KUTIPAN TEKS —
Risalah cinta... Sahabat

   


  Risalah cinta sahabat, yang dibina indah oleh taqwa. Terukir abadi nun jauh terpendam dihati. Manusia yang jatuh cinta kepada manusia, adalah mereka yang senantiasa tak hendak jauh dari yang dicintainya. Ia akan terpaku, dan menjadi bayangan dari orang yang dicintainya. Senantiasa hadir disisinya, tak sedikitpun menjauh darinya.

     Sebuah hikayat, dari negeri yang jauh disana. Disemai di tanah- tanah tandus tak berpunya. Disirami darah dan air mata luka. Menjulang tinggi cinta abadi. Subur ditengah keringnya kasih sayang. Menghujam kedalam hati setiap insan. Rindangnya menaungi penjuru bumi.

     Tak habis cerita mereka, disampaikan para pujangga. Tak lelah lisan manusia menyebutkannya. Ceritanya terngiang nan abadi. Tak hanya seperti ukiran prasasti. Adakah yang bisa menjelaskannya. Cinta mereka nyata, bukan roman picisan, tidak juga hikayat lama. Setiap mereka dikenang, bahkan hingga akhir zaman. Cintanya tulus nan suci, namanya pun abadi. 

     Wahai kau yang mengaku cinta, dan setiap orang yang mengatakan cintanya. Maka, cintamu pasti akan diuji. Engkau sebagai manusia, memiliki rasa yang ada didalam hati. Dan disitulah cinta kita berada. Hanya, yang menjadi pertanyaan, apa landasan cinta yang ada didalam hati kita. Apakah yang membuat kita merasakan jatuh cinta. Apakah harta, atau yang lainnya. Maka mari kita merenung sejenak. Sebuah ayat, berbicara tentang cinta,:

Katakanlah: "jika bapak-bapak, anak-anak, saudara-saudara, isteri-isteri, kaum keluargamu, harta kekayaan yang kamu usahakan, perniagaan yang kamu khawatiri kerugiannya, dan tempat tinggal yang kamu sukai, adalah lebih kamu cintai dari Allah dan Rasul-Nya dan dari berjihad di jalan-Nya, maka tunggulah sampai Allah mendatangkan keputusan-Nya". Dan Allah tidak memberi petunjuk kepada orang-orang yang fasik. (Qs: At Taubah: 24).

     Wahai saudaraku, ayat ini menguji kita, menguji setiap orang yang jatuh cinta. Di dalam ayat ini, ada delapan perkara yang akrab dengan manusia. Delapan macam perkara ini, Allah halalkan bagi kita. Orang tua, istri, anak, saudara, harta dan yang lainnya. Tetapi Allah ingin mnegetahui sejauh mana cinta terhadap itu semua. Mana yang harus diutamakan terlebih dahulu ?. Mana yang membuat hatimu gelisah ketika engkau jauh dari itu semua. Lalu, apakah hati ini tak boleh mencintai apa yang ada pada kita, istri, anak kita. Apakah kita tidak boleh memiliki rasa cinta terhadap kedelapan perkara ini ?.

Cuplikan data penunjukan —
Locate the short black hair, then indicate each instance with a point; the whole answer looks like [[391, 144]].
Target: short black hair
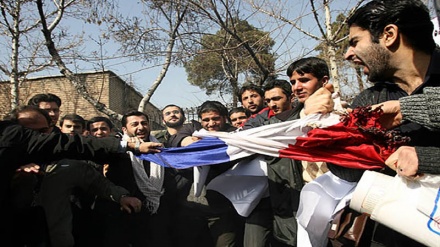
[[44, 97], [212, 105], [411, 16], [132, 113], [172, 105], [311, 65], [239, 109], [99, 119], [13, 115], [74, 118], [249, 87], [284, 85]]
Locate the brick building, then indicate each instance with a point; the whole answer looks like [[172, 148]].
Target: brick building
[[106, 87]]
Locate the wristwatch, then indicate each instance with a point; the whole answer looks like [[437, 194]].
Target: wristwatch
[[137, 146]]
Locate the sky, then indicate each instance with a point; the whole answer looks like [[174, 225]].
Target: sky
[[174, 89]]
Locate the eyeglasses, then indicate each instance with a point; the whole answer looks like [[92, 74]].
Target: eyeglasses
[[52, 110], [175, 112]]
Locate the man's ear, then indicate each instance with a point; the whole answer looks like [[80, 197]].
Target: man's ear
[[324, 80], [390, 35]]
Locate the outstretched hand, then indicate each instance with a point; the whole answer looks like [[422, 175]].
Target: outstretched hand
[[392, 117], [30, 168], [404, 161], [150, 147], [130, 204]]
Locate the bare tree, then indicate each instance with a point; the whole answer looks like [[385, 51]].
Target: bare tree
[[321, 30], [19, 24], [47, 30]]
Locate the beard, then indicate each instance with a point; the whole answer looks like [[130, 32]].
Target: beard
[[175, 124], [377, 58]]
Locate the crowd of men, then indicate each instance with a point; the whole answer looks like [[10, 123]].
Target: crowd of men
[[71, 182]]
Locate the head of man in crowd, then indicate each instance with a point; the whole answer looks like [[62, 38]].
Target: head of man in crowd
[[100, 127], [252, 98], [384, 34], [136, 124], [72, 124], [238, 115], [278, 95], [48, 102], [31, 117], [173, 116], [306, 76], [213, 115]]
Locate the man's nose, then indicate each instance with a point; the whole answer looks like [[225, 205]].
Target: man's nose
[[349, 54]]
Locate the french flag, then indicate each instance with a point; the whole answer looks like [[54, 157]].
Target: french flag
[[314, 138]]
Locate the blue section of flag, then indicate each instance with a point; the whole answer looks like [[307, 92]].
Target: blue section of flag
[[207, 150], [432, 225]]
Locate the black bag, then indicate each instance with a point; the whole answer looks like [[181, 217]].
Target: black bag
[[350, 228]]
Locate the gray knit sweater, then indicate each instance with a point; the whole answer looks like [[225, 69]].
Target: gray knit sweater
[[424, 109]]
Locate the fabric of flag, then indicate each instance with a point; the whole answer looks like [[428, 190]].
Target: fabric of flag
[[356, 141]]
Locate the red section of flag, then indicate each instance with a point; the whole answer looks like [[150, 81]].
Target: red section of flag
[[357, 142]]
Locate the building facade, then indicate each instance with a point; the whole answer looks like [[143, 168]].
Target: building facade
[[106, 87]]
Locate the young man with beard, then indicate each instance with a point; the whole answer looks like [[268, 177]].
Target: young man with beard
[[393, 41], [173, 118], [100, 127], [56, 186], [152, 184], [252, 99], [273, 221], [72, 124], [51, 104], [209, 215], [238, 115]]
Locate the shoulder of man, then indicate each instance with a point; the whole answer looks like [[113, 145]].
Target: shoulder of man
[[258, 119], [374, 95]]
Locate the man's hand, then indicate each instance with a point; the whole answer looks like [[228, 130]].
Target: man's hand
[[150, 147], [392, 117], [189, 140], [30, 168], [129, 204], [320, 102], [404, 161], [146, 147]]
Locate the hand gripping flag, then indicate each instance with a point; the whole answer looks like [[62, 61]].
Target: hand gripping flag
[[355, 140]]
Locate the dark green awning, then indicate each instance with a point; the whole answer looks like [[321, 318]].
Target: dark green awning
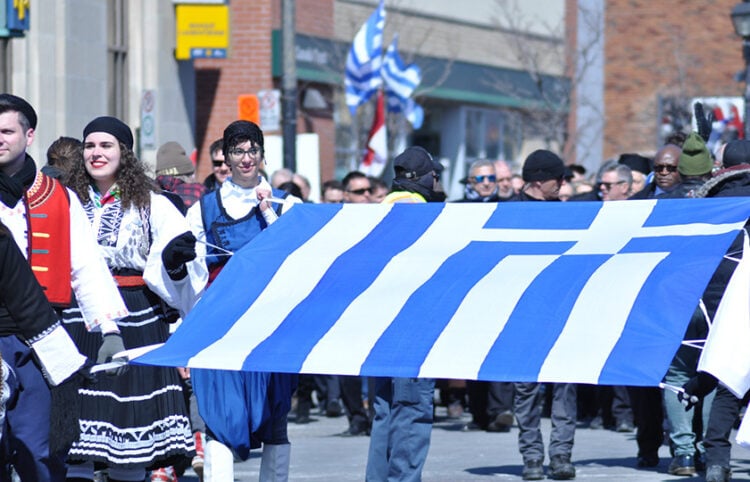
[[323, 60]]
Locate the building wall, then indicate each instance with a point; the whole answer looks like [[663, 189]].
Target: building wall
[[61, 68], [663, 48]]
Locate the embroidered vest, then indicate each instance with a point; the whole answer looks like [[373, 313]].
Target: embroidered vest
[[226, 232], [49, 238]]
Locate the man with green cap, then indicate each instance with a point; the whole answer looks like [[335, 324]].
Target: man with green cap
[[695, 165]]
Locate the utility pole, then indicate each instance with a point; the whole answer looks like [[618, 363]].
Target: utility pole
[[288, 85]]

PERMINTAAN TERTULIS — Tolong jawab: menurut teks tentang risalah cinta sahabat, ada berapa perkara yang akrab dengan manusia di dalam ayat yang dikutipnya?

JAWABAN LATIHAN — Ada delapan perkara.